> **Given instruction**:
Find every line in the records below that contains the word "light", and copy each of those lines.

--- START The input ---

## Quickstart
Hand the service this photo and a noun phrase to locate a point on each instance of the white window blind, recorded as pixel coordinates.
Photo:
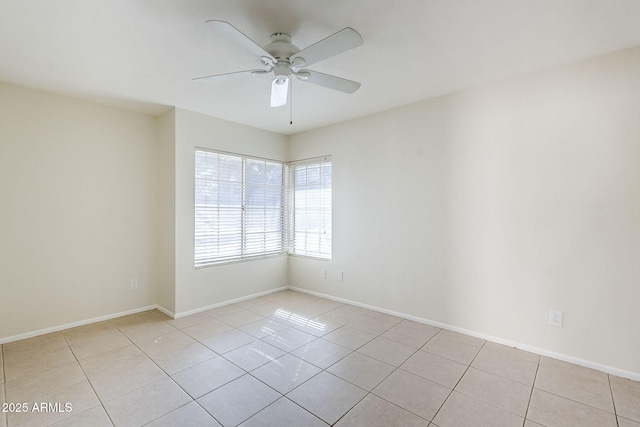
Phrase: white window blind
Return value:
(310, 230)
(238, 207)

--- END The input ---
--- START The input ---

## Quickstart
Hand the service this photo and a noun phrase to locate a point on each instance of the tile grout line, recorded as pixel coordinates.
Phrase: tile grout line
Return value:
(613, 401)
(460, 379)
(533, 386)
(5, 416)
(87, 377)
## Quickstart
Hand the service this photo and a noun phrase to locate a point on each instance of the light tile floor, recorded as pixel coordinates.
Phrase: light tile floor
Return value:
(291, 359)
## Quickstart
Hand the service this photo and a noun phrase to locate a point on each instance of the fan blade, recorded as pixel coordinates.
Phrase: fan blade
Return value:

--- END The input ---

> **Correct response**:
Hand the service this photo and a noun phrase to locate a point on each instance of the light tile floor, recorded as pixel coordinates.
Phrase: light tile floor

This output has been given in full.